◆ **WHAT THE TASK ASKS**
Will you put every line of the records below, from the line holding "Request = locate the white wall" through the end of the records, both ends included, into a numbered list, omitting blank lines and leaving the pictures out?

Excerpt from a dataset

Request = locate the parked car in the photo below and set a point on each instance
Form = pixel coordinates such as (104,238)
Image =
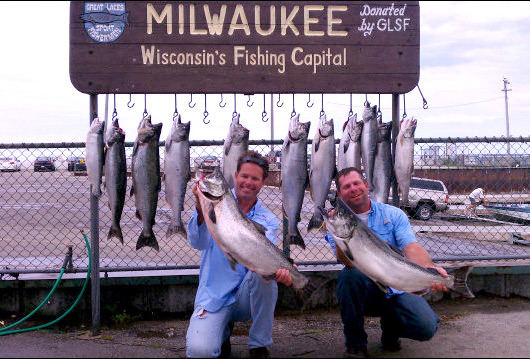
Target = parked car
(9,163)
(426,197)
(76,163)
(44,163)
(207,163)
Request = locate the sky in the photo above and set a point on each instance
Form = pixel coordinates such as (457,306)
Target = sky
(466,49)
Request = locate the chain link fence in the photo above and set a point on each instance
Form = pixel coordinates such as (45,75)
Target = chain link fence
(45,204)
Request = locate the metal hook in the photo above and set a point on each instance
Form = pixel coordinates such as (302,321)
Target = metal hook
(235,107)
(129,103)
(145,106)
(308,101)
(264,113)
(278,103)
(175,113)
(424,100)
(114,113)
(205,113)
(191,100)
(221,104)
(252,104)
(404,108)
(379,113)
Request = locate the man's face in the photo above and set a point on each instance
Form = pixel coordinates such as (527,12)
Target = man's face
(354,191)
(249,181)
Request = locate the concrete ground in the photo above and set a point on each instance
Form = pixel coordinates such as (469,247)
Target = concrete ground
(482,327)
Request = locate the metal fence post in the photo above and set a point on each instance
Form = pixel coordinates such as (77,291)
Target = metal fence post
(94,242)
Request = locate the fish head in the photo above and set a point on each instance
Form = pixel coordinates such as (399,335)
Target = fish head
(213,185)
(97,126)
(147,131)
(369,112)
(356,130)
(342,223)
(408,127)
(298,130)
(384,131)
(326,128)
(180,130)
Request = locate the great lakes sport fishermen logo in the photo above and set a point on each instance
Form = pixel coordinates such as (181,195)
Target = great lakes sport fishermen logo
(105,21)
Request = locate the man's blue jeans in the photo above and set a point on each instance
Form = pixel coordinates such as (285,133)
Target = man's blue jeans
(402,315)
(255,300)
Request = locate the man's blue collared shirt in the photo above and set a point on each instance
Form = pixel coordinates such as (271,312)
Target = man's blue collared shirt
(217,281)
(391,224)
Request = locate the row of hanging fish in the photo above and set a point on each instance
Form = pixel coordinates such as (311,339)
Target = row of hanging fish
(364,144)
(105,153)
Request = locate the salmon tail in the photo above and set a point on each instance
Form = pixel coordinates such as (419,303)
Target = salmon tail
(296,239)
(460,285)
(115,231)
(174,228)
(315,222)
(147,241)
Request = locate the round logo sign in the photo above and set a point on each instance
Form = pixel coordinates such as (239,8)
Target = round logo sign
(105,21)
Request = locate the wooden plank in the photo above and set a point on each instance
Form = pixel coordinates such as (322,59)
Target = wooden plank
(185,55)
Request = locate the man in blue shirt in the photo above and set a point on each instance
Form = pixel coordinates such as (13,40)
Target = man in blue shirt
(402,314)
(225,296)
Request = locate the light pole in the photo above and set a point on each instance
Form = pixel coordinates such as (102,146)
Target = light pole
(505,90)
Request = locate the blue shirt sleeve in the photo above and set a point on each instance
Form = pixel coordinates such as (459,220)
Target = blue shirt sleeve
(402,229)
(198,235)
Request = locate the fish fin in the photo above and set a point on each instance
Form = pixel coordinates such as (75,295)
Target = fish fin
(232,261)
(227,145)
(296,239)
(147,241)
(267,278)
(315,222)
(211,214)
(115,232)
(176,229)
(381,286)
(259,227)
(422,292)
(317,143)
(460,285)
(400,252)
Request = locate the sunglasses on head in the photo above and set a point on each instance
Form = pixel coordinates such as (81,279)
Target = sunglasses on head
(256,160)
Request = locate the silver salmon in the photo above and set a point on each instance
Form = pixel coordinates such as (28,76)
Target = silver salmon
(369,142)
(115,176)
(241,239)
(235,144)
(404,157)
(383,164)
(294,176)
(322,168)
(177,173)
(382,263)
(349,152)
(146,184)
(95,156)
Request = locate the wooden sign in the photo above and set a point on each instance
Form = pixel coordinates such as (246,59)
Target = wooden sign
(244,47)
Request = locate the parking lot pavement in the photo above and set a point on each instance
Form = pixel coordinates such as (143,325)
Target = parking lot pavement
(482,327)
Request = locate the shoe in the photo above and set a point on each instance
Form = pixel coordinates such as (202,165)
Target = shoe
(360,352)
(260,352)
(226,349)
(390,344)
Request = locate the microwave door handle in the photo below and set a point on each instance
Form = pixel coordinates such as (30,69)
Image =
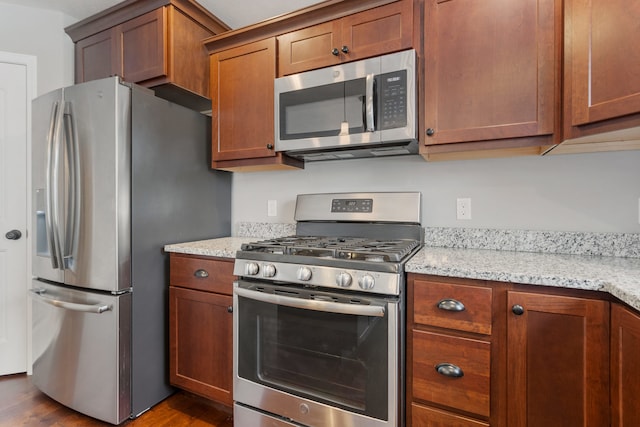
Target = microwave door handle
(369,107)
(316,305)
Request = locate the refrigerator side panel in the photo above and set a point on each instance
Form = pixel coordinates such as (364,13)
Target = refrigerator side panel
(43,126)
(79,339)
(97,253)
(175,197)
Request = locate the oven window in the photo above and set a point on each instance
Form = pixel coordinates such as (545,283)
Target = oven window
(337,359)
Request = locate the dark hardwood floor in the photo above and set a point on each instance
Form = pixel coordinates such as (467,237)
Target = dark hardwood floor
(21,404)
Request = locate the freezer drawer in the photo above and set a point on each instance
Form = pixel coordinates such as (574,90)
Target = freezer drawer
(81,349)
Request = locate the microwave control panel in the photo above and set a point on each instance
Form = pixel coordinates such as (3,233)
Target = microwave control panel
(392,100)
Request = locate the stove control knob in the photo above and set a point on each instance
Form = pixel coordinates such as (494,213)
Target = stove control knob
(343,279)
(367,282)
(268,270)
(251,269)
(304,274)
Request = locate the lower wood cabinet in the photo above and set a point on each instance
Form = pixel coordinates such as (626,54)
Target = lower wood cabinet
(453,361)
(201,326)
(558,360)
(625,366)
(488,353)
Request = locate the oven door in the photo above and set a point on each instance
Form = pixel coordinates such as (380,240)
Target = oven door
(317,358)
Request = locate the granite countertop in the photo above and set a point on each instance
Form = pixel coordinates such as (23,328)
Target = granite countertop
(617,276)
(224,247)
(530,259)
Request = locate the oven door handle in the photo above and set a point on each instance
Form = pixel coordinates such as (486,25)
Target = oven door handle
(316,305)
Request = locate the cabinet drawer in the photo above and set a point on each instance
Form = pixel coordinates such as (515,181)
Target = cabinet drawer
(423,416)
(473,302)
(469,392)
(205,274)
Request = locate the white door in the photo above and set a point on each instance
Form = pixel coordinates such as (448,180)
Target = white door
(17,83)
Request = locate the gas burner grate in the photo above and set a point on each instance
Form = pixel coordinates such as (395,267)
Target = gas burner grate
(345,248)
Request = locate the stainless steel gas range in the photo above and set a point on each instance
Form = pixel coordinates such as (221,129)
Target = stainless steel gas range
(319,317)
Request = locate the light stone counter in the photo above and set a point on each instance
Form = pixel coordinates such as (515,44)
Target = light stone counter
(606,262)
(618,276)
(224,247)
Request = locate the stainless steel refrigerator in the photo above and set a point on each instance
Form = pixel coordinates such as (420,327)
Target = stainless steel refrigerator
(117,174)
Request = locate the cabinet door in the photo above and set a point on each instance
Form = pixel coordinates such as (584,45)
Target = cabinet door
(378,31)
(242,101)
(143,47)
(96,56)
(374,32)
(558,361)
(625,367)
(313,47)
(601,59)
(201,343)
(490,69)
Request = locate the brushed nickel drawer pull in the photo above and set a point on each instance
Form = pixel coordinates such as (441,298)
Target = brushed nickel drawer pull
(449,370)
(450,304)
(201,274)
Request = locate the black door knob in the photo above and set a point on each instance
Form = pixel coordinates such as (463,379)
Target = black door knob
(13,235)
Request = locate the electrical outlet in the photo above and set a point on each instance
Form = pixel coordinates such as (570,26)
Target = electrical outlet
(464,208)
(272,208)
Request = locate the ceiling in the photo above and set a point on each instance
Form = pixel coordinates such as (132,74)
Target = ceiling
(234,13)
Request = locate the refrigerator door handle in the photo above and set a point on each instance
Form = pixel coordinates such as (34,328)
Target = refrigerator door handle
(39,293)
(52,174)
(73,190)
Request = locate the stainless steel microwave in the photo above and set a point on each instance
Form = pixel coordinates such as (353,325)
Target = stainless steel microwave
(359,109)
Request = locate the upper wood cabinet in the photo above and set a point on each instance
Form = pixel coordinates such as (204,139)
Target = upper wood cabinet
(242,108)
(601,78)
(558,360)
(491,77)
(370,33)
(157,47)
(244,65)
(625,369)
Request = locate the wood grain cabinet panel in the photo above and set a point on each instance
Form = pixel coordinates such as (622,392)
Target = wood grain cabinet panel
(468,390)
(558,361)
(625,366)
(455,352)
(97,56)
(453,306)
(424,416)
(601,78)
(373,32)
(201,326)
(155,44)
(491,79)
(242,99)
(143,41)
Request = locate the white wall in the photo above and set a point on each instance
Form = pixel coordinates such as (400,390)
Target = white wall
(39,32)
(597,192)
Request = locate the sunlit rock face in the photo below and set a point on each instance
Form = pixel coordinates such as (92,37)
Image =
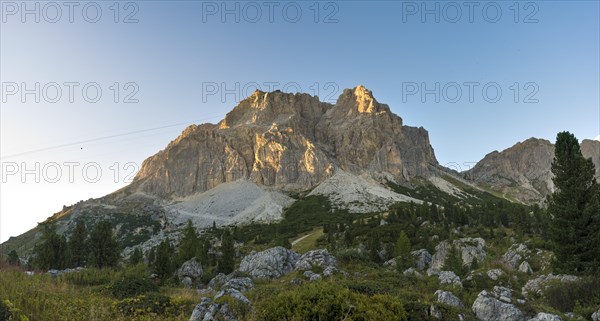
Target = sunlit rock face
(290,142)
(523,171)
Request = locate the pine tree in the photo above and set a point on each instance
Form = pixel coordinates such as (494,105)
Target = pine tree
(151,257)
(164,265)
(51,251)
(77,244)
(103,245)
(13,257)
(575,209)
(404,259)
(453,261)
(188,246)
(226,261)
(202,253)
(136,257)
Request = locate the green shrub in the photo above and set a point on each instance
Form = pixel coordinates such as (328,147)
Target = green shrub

◆ **ANSWER FOR THIS EXERCISE**
1. Request = locate the white wall in the photo above and set a point on each instance
2. Form = pixel coordinates such as (400,390)
3. Target = white wall
4. (39,32)
5. (597,192)
6. Request = locate the sunlit rock face in the photo below and set a point on each instance
7. Form = pixel coordinates such as (92,37)
8. Image =
9. Target = sunlit rock face
10. (290,142)
11. (523,171)
12. Request = locate the pine tree in the photo above and set a point on each instance
13. Form = pixel coordinates such as (494,105)
14. Target = pine tree
15. (151,257)
16. (164,265)
17. (51,251)
18. (77,244)
19. (103,245)
20. (13,257)
21. (575,209)
22. (404,259)
23. (453,261)
24. (188,246)
25. (226,261)
26. (202,253)
27. (136,257)
28. Request = locate the green shrub in the photo above and set a point on each instance
29. Form = pixel coordinates such as (328,147)
30. Target = green shrub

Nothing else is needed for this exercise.